Problem to work on: Write out the entries exactly. None of the pictures should appear in the copy.

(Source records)
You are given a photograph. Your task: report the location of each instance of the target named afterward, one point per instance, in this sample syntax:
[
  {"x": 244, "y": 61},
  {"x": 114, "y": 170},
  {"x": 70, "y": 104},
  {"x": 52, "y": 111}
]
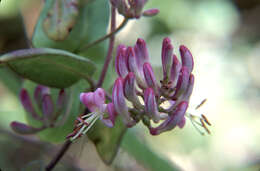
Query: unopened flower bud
[
  {"x": 183, "y": 82},
  {"x": 93, "y": 100},
  {"x": 120, "y": 61},
  {"x": 134, "y": 66},
  {"x": 27, "y": 104},
  {"x": 110, "y": 120},
  {"x": 167, "y": 51},
  {"x": 150, "y": 77},
  {"x": 186, "y": 58},
  {"x": 151, "y": 108},
  {"x": 120, "y": 104},
  {"x": 130, "y": 90},
  {"x": 47, "y": 107},
  {"x": 188, "y": 92},
  {"x": 175, "y": 70}
]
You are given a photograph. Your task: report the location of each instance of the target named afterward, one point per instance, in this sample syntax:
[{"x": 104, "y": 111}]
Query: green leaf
[
  {"x": 87, "y": 26},
  {"x": 107, "y": 140},
  {"x": 74, "y": 37},
  {"x": 10, "y": 80},
  {"x": 51, "y": 67},
  {"x": 59, "y": 133}
]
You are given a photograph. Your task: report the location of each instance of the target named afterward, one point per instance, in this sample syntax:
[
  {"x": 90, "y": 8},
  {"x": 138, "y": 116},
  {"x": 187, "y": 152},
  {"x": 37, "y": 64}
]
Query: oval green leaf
[{"x": 50, "y": 67}]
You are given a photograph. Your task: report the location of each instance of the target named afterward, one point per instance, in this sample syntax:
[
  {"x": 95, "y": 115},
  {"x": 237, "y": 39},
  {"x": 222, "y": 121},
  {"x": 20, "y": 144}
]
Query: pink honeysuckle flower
[
  {"x": 47, "y": 113},
  {"x": 119, "y": 102},
  {"x": 176, "y": 86},
  {"x": 95, "y": 102}
]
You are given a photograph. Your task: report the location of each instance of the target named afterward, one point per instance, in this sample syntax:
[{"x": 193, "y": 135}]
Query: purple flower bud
[
  {"x": 150, "y": 77},
  {"x": 167, "y": 50},
  {"x": 186, "y": 58},
  {"x": 137, "y": 6},
  {"x": 132, "y": 65},
  {"x": 172, "y": 121},
  {"x": 22, "y": 128},
  {"x": 188, "y": 92},
  {"x": 39, "y": 92},
  {"x": 120, "y": 61},
  {"x": 175, "y": 70},
  {"x": 183, "y": 82},
  {"x": 141, "y": 52},
  {"x": 151, "y": 12},
  {"x": 47, "y": 107},
  {"x": 151, "y": 105},
  {"x": 94, "y": 100},
  {"x": 110, "y": 121},
  {"x": 61, "y": 99},
  {"x": 120, "y": 104},
  {"x": 181, "y": 124},
  {"x": 27, "y": 104},
  {"x": 130, "y": 90}
]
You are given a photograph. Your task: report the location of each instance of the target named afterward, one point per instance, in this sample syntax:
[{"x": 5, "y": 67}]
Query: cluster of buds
[
  {"x": 137, "y": 84},
  {"x": 164, "y": 103},
  {"x": 132, "y": 8},
  {"x": 95, "y": 102},
  {"x": 49, "y": 113}
]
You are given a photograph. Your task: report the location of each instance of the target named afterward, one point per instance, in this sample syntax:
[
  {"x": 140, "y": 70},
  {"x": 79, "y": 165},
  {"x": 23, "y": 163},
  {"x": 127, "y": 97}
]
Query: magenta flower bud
[
  {"x": 120, "y": 61},
  {"x": 39, "y": 92},
  {"x": 151, "y": 108},
  {"x": 137, "y": 6},
  {"x": 132, "y": 65},
  {"x": 183, "y": 82},
  {"x": 61, "y": 99},
  {"x": 110, "y": 120},
  {"x": 150, "y": 77},
  {"x": 172, "y": 121},
  {"x": 47, "y": 107},
  {"x": 27, "y": 104},
  {"x": 22, "y": 128},
  {"x": 188, "y": 92},
  {"x": 186, "y": 58},
  {"x": 151, "y": 12},
  {"x": 167, "y": 51},
  {"x": 175, "y": 70},
  {"x": 141, "y": 52},
  {"x": 181, "y": 124},
  {"x": 120, "y": 104},
  {"x": 94, "y": 100},
  {"x": 130, "y": 90}
]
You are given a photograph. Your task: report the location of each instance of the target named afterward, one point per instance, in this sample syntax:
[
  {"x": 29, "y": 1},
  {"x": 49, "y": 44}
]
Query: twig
[
  {"x": 57, "y": 158},
  {"x": 110, "y": 48},
  {"x": 104, "y": 37}
]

Written response:
You are given a photograph. Your task: report the location of each instance of the target named afterward, one point per instance, in this sample syntax:
[
  {"x": 244, "y": 61},
  {"x": 114, "y": 170},
  {"x": 70, "y": 104},
  {"x": 52, "y": 111}
]
Query: unopened flower bud
[
  {"x": 183, "y": 82},
  {"x": 93, "y": 100},
  {"x": 120, "y": 61},
  {"x": 134, "y": 66},
  {"x": 27, "y": 104},
  {"x": 110, "y": 120},
  {"x": 167, "y": 51},
  {"x": 150, "y": 77},
  {"x": 186, "y": 58},
  {"x": 151, "y": 108},
  {"x": 120, "y": 104},
  {"x": 130, "y": 90},
  {"x": 47, "y": 107},
  {"x": 188, "y": 92},
  {"x": 175, "y": 70}
]
You are given a photograph. Your task: report the location of each instance of the target named afterward, one point per instance, in this sample syntax:
[{"x": 104, "y": 111}]
Query: green leaf
[
  {"x": 87, "y": 26},
  {"x": 107, "y": 140},
  {"x": 74, "y": 37},
  {"x": 10, "y": 80},
  {"x": 51, "y": 67},
  {"x": 59, "y": 133}
]
You are given a photograph. Your task: report the location of each instance of the target named afterward, one point per instance, in this sample syntax:
[
  {"x": 90, "y": 8},
  {"x": 138, "y": 116},
  {"x": 187, "y": 152},
  {"x": 37, "y": 64}
]
Query: oval green leaf
[{"x": 50, "y": 67}]
You are given a photograph. Your task: report the location of each instance of the target named afterward, one point per instance, in this sample syntax:
[
  {"x": 95, "y": 115},
  {"x": 237, "y": 39},
  {"x": 222, "y": 121},
  {"x": 20, "y": 144}
]
Query: pink honeysuckle flower
[
  {"x": 47, "y": 113},
  {"x": 119, "y": 102},
  {"x": 176, "y": 86},
  {"x": 95, "y": 102}
]
You are given a photograph. Your task: report the location of each instance of the target named afterward, one point per instance, in this sample syntax:
[{"x": 193, "y": 135}]
Query: purple flower bud
[
  {"x": 150, "y": 77},
  {"x": 167, "y": 50},
  {"x": 186, "y": 58},
  {"x": 137, "y": 6},
  {"x": 132, "y": 65},
  {"x": 172, "y": 121},
  {"x": 22, "y": 128},
  {"x": 188, "y": 92},
  {"x": 39, "y": 92},
  {"x": 120, "y": 61},
  {"x": 175, "y": 70},
  {"x": 183, "y": 82},
  {"x": 141, "y": 52},
  {"x": 151, "y": 12},
  {"x": 47, "y": 107},
  {"x": 151, "y": 105},
  {"x": 94, "y": 100},
  {"x": 110, "y": 121},
  {"x": 61, "y": 99},
  {"x": 120, "y": 104},
  {"x": 181, "y": 124},
  {"x": 27, "y": 104},
  {"x": 130, "y": 90}
]
You are given a photograph. Your task: report the location of each instance of the target named afterward, one point per instance, in this sample syntax:
[{"x": 5, "y": 67}]
Query: cluster of buds
[
  {"x": 137, "y": 84},
  {"x": 164, "y": 103},
  {"x": 132, "y": 8},
  {"x": 95, "y": 102},
  {"x": 49, "y": 113}
]
You are given a photograph. Your task: report the location of each instance of the target named afterward, one point per instance, in this sample syntax:
[
  {"x": 140, "y": 70},
  {"x": 79, "y": 165},
  {"x": 23, "y": 163},
  {"x": 127, "y": 97}
]
Query: magenta flower bud
[
  {"x": 120, "y": 61},
  {"x": 39, "y": 92},
  {"x": 151, "y": 108},
  {"x": 137, "y": 6},
  {"x": 132, "y": 65},
  {"x": 183, "y": 82},
  {"x": 61, "y": 99},
  {"x": 110, "y": 120},
  {"x": 150, "y": 77},
  {"x": 172, "y": 121},
  {"x": 47, "y": 107},
  {"x": 27, "y": 104},
  {"x": 22, "y": 128},
  {"x": 188, "y": 92},
  {"x": 186, "y": 58},
  {"x": 151, "y": 12},
  {"x": 167, "y": 51},
  {"x": 175, "y": 70},
  {"x": 141, "y": 52},
  {"x": 181, "y": 124},
  {"x": 120, "y": 104},
  {"x": 94, "y": 100},
  {"x": 130, "y": 90}
]
You are given a photograph. Your task: report the location of each instance of the target named afterward, one point per instance, in this sample syntax:
[
  {"x": 29, "y": 1},
  {"x": 49, "y": 44}
]
Query: twig
[
  {"x": 57, "y": 158},
  {"x": 110, "y": 48},
  {"x": 104, "y": 37}
]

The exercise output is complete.